**Work to complete**.
Return each line of the data below that contains the string "cracked", treating uppercase and lowercase letters as different.

**Given records**.
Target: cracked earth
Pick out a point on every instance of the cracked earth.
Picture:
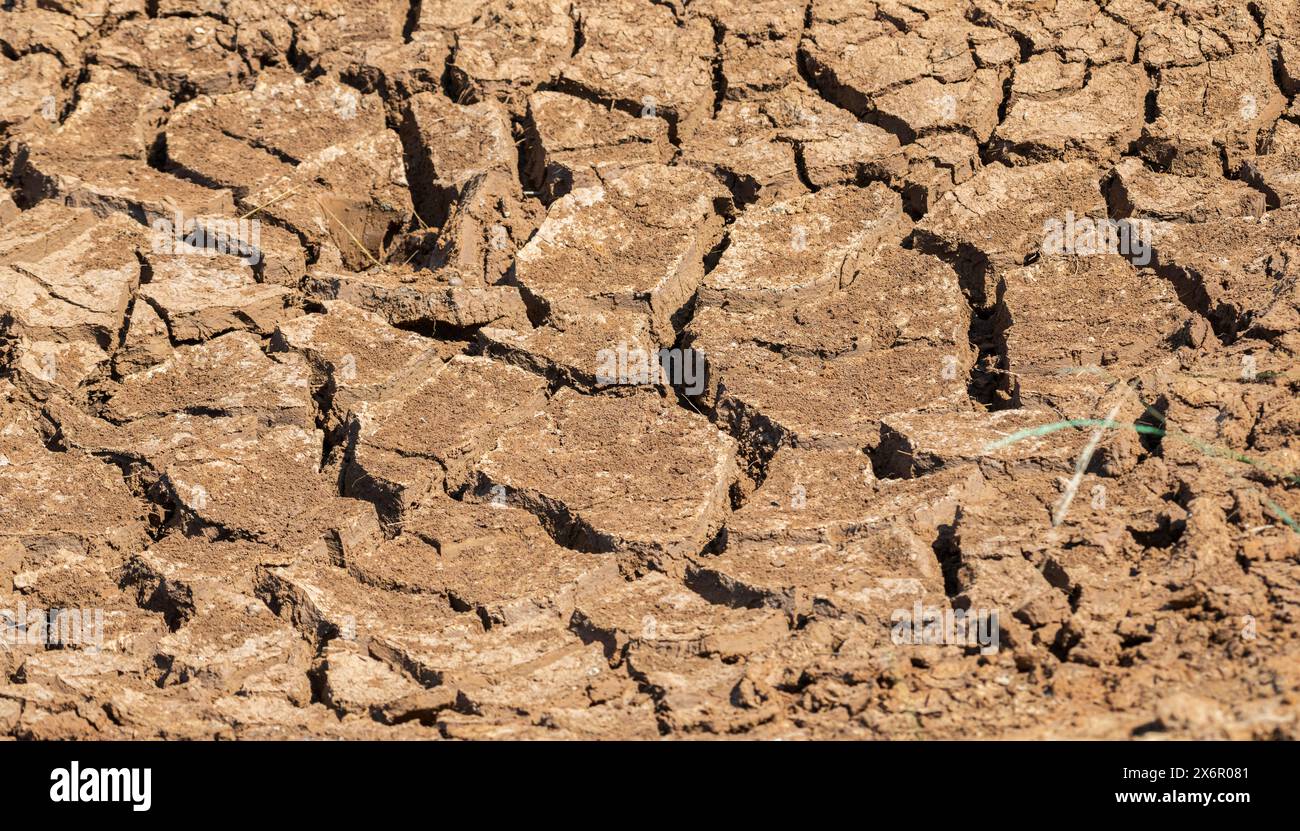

---

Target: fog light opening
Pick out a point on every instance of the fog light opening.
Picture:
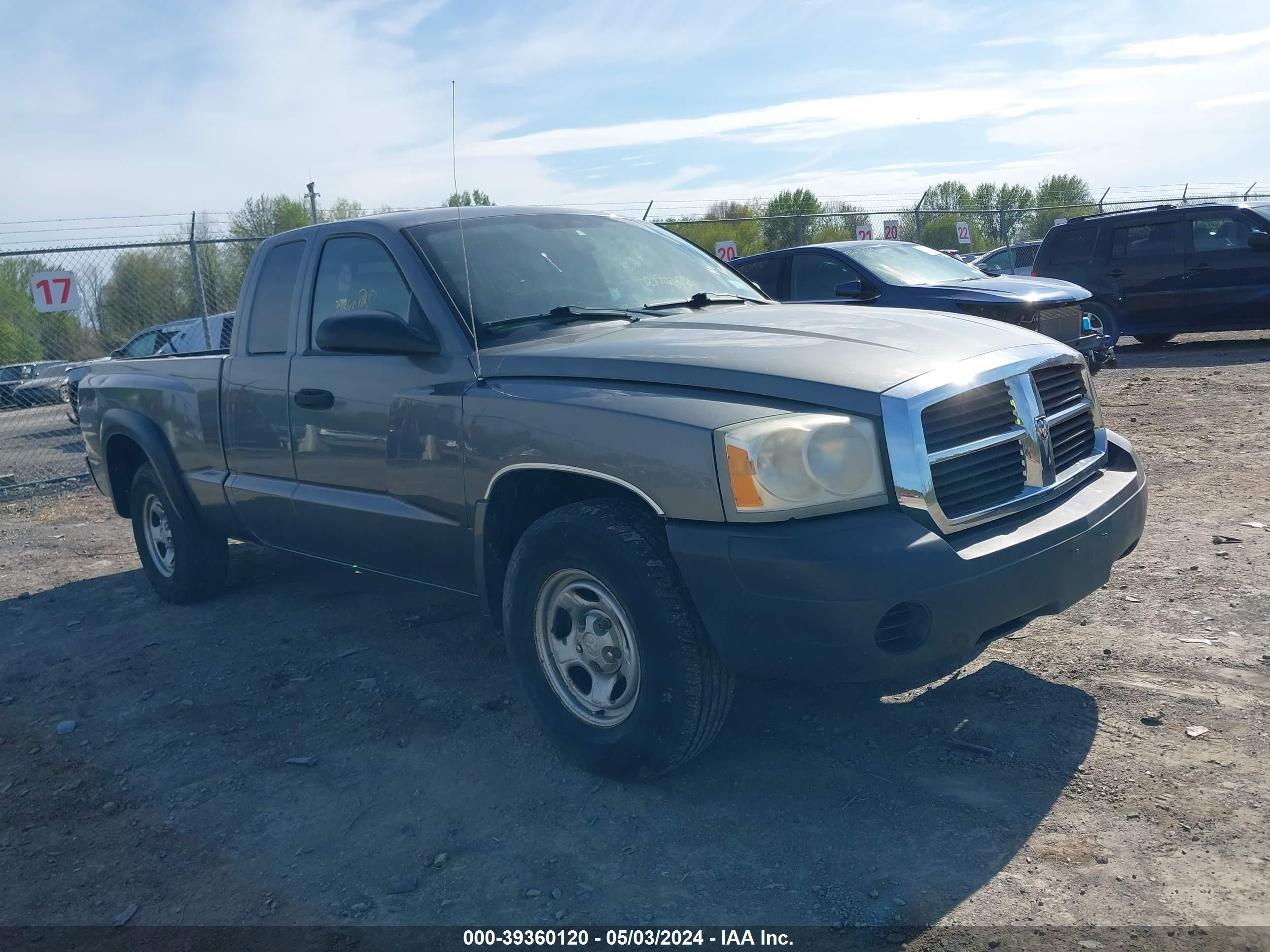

**Result**.
Target: cracked earth
Pick out a point on every instance of the cracked earth.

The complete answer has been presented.